▶ _EXERCISE_
Could you give the data below again, exactly and completely?

▶ _EXERCISE INPUT_

☆ ☆ ☆

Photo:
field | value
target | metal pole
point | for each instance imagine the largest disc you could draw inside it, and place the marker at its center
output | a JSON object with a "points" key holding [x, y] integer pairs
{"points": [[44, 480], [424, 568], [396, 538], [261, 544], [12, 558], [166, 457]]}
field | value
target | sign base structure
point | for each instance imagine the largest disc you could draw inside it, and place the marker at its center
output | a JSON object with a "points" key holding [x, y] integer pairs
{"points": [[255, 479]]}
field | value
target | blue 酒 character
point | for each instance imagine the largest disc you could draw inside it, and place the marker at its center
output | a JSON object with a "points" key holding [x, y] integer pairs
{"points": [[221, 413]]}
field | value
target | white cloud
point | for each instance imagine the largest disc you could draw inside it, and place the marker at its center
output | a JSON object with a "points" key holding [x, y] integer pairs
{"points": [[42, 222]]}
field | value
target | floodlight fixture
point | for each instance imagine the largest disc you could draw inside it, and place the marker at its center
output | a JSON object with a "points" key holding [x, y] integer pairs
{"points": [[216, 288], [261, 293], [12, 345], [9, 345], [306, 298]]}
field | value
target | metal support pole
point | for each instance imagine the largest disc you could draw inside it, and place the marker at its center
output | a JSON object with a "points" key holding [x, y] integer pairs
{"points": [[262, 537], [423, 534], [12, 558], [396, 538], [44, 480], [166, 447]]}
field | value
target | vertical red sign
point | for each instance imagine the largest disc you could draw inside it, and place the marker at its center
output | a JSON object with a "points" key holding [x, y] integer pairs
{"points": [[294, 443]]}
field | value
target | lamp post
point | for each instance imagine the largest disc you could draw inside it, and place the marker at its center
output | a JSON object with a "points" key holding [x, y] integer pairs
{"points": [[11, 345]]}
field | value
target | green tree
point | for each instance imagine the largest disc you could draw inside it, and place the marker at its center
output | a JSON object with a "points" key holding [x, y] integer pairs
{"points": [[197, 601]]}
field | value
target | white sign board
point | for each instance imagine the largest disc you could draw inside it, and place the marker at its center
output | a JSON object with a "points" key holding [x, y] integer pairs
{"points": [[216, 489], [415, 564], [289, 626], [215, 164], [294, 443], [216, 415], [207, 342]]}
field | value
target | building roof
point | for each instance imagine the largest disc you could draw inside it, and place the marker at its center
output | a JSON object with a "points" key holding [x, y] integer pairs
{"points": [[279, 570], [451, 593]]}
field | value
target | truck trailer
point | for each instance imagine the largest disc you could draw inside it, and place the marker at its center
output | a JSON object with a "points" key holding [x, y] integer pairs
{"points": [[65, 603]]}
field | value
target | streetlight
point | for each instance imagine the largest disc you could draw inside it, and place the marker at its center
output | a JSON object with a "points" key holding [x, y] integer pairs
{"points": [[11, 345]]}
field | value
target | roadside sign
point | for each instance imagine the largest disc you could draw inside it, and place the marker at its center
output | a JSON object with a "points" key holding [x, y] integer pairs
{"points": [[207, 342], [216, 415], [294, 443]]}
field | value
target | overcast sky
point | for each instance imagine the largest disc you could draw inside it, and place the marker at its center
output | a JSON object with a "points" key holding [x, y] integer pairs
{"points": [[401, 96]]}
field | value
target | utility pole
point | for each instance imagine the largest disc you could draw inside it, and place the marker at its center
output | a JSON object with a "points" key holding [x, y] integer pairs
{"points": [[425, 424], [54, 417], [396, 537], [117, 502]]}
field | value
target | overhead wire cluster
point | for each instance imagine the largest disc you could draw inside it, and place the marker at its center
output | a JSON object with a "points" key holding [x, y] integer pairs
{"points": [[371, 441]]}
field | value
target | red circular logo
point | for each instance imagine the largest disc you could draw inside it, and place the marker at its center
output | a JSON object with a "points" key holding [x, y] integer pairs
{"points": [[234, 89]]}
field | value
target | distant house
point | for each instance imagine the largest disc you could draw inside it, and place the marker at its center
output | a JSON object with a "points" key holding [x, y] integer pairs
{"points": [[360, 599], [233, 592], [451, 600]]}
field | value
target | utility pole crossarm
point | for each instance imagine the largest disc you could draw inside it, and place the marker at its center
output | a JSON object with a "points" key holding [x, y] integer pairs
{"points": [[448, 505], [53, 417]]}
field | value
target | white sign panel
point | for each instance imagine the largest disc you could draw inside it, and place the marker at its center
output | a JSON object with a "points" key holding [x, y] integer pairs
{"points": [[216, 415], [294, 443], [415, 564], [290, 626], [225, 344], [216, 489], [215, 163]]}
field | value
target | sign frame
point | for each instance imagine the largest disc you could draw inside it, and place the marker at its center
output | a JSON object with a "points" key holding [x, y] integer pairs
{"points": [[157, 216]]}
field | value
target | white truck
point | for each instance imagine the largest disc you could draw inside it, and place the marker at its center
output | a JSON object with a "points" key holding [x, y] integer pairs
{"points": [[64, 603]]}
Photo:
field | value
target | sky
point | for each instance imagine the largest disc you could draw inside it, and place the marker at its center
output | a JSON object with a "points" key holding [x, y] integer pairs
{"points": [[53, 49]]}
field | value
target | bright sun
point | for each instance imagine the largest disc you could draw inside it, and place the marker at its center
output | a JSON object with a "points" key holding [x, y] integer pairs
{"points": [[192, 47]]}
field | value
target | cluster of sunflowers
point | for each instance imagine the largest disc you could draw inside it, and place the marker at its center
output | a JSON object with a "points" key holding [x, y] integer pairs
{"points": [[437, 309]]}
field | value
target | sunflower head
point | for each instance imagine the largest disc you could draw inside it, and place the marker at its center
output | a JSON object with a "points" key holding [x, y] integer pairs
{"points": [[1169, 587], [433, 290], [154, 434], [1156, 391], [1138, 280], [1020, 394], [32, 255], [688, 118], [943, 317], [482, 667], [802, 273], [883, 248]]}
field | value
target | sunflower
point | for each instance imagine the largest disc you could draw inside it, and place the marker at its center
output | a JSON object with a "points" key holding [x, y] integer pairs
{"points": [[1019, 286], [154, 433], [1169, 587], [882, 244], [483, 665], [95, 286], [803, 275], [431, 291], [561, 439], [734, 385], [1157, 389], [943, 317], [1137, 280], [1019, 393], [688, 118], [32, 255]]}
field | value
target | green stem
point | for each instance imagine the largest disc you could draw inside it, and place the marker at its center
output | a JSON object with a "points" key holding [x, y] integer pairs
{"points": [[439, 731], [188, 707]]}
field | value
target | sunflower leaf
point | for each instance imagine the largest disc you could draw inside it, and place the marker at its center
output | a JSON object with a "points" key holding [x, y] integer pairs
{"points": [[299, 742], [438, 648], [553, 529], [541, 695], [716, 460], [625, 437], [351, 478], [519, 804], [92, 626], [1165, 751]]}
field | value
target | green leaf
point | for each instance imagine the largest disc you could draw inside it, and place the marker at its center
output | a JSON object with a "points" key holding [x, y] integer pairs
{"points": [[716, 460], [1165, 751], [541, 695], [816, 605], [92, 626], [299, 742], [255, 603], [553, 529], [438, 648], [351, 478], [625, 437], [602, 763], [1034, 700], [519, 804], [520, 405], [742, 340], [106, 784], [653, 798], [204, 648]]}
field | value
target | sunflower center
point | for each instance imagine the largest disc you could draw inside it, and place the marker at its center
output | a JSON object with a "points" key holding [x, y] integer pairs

☆ ☆ ☆

▶ _TASK RESULT_
Photo:
field | value
target | metal pole
point | for each instance imagine the largest disc you could draw inside it, and place the marker at its center
output | a JSON object with a "points" key holding [x, y] integer pairs
{"points": [[44, 480], [424, 568], [396, 538], [261, 544], [12, 558], [166, 457]]}
field | value
target | sign base structure
point | for each instance imagine the largest disc you could draw inside it, and place the marker at its center
output | a JSON object with a "points" key holding [x, y] integer pairs
{"points": [[255, 479]]}
field | value
target | blue 酒 character
point | for each instance imagine the largest disc you could draw inside it, and place the marker at its center
output | a JSON object with a "points" key holding [x, y] integer pairs
{"points": [[221, 413]]}
field | value
target | white cloud
point | for each instance imagine the largest disc you could draw inside it, and place the marker at its center
output | a JSON object with a "points" key holding [x, y] integer pairs
{"points": [[42, 222]]}
field | value
target | floodlight fixture
point | for each instance imagine the largest disc you could draw inside it, and place the marker at its center
output | a JSON object with a "points" key holding [x, y] integer pairs
{"points": [[216, 288], [261, 293], [12, 345], [9, 345], [306, 298]]}
field | value
target | metal support pole
point | for each instance imagine the largest disc you could draw inside it, and place the marker at its center
output | a JSON object with a "points" key holding [x, y] integer pairs
{"points": [[262, 537], [423, 534], [12, 558], [396, 538], [44, 480], [166, 447]]}
field | value
target | vertical red sign
point | for each instance imagine the largest disc you could draw inside it, and place the marker at its center
output | a JSON object with a "points" key holding [x, y] integer pairs
{"points": [[294, 443]]}
field | value
target | lamp post
point | for each instance imagine the largest disc you could draw inside it, and place the marker at its center
output | a JSON object with a "points" key holding [x, y] integer pairs
{"points": [[11, 345]]}
field | value
target | green tree
point | for each instance imagine the largest disc you could draw inside it, and place the marker at its center
output | a JSON object with a "points" key holding [x, y] integer pairs
{"points": [[197, 601]]}
field | value
target | white sign board
point | for each instance imagine the largest disc you could draw inside it, and place the marker at its center
output | a JSON object with a "points" key holding [x, y] integer pairs
{"points": [[216, 489], [415, 564], [289, 626], [215, 164], [294, 443], [216, 415], [207, 342]]}
field | value
target | building roof
point | for each instance imagine the largest disc you could draw inside it, and place the marker at its center
output | a JSON object with a "points" key holding [x, y] integer pairs
{"points": [[279, 570], [451, 593]]}
field | value
target | truck trailer
point | for each instance imagine the largest disc you could draw inside it, and place the marker at its center
output | a JSON object with a "points" key holding [x, y] integer pairs
{"points": [[65, 603]]}
field | value
target | streetlight
point | for each instance imagine the largest disc you could draw inside it, and place the marker at its center
output | a JSON object with a "points" key holding [x, y] integer pairs
{"points": [[11, 345]]}
field | value
target | roadside sign
point | for each instance imagine the largest disc you could draw inside it, and place the marker at its center
output | a JSON object with a "points" key holding [x, y] integer pairs
{"points": [[207, 342], [216, 415], [294, 443]]}
field | value
target | overcast sky
point | for each instance imagine the largest disc you could draw inside it, and place the marker at its center
output | a JSON object with a "points" key holding [x, y] integer pairs
{"points": [[401, 96]]}
field | value
target | utility pole
point | for each instance imagine the largest disc you could draw inside it, and place the marker at its center
output | a JSON object with a "points" key holding [x, y] integer pairs
{"points": [[425, 424], [54, 417], [396, 537], [117, 502]]}
field | value
target | overhead wire cluster
point | for each instance imagine the largest disc you could draw inside it, and place the marker at its center
output | a JSON object with a "points" key holding [x, y] integer pairs
{"points": [[371, 441]]}
field | value
target | red circular logo
point | for each instance imagine the largest disc you could draw inside it, and place the marker at its center
output | a JSON object with a "points" key holding [x, y] integer pairs
{"points": [[234, 89]]}
field | value
target | distant house
point | for each instance imagine the largest disc you could draw inside it, and place the marker at its center
output | a JSON object with a "points" key holding [x, y] integer pairs
{"points": [[360, 599], [233, 592], [451, 600]]}
field | value
target | utility pole crossarm
point | for each instance imagine the largest disc you could draw inside it, and place the marker at its center
output | a JSON object with a "points" key holding [x, y] integer pairs
{"points": [[448, 505], [53, 417]]}
field | value
target | white sign panel
point | for each instance imagine the largest disc you could draw inside it, and place the marker at its center
output | a JSON object with a "points" key holding [x, y] integer pairs
{"points": [[216, 415], [294, 443], [415, 564], [290, 626], [225, 344], [216, 489], [215, 163]]}
field | value
target | sign frame
point | for each instance imagine the largest disc you could draw inside it, and place the marker at its center
output | a JSON object with a "points" key holding [x, y] integer pairs
{"points": [[157, 216]]}
field | value
target | white truck
point | for each instance imagine the largest disc you could draw inside it, and place the marker at its center
output | a JSON object with a "points" key holding [x, y] integer pairs
{"points": [[64, 603]]}
Photo:
field | value
target | sky
point | for each instance imagine the largest disc you could draw inside it, and place the marker at its center
output | a JSON object with a "points" key holding [x, y] integer pairs
{"points": [[53, 49]]}
field | value
target | bright sun
point | for each instance imagine the largest disc you could draw inside it, and place the marker at its center
output | a JSON object with a "points" key holding [x, y] integer pairs
{"points": [[192, 47]]}
field | value
target | cluster of sunflowers
point | for each instance imagine the largest disc you could draw inside it, and place the marker at its center
output | a JSON object with a "points" key holding [x, y] integer pairs
{"points": [[437, 309]]}
field | value
target | sunflower head
point | for each instance imagine the largest disc you could draw inside it, and place the marker at its center
output | a JSON object with a "points" key holding [x, y] integer pairs
{"points": [[1169, 587], [433, 290], [154, 434], [1156, 391], [1138, 280], [1020, 394], [32, 255], [688, 118], [943, 317], [482, 667], [802, 273], [883, 248]]}
field | value
target | sunflower
point | for each instance imagine the largest disc you could draw inside it, and place the marker at its center
output | a JSON object with a "points" key holding [x, y] integer pairs
{"points": [[1019, 286], [154, 433], [1169, 587], [882, 244], [483, 665], [95, 286], [803, 275], [431, 291], [561, 439], [734, 385], [1157, 389], [943, 317], [1137, 280], [1019, 393], [688, 118], [32, 255]]}
field | value
target | green stem
point | for each instance imagine the largest disc you could draw inside it, and place the marker at its center
output | a JSON object with a "points" key holding [x, y] integer pairs
{"points": [[439, 731], [188, 707]]}
field | value
target | sunflower leaf
point | for each instance imagine the largest disc you could draw inside it, and place the marker at its center
output | a JSON object with a "points" key holding [x, y] integer pairs
{"points": [[299, 742], [438, 648], [553, 529], [541, 695], [716, 460], [625, 437], [351, 478], [519, 804], [92, 626], [1165, 751]]}
field | value
target | green leaf
point | for each instance imagine the largest disc you could draw inside it, and place the marker at its center
output | a JSON object with a "points" key holding [x, y] integer pairs
{"points": [[716, 460], [1165, 751], [541, 695], [816, 605], [92, 626], [299, 742], [255, 603], [553, 529], [438, 648], [351, 478], [625, 437], [602, 763], [1034, 700], [519, 804], [520, 405], [742, 340], [106, 784], [653, 798], [204, 648]]}
field | value
target | sunflower center
point | for each instance imagine the largest disc you could draw inside it, and place the marker at its center
output | a JSON object with a "points" key holding [x, y] integer pairs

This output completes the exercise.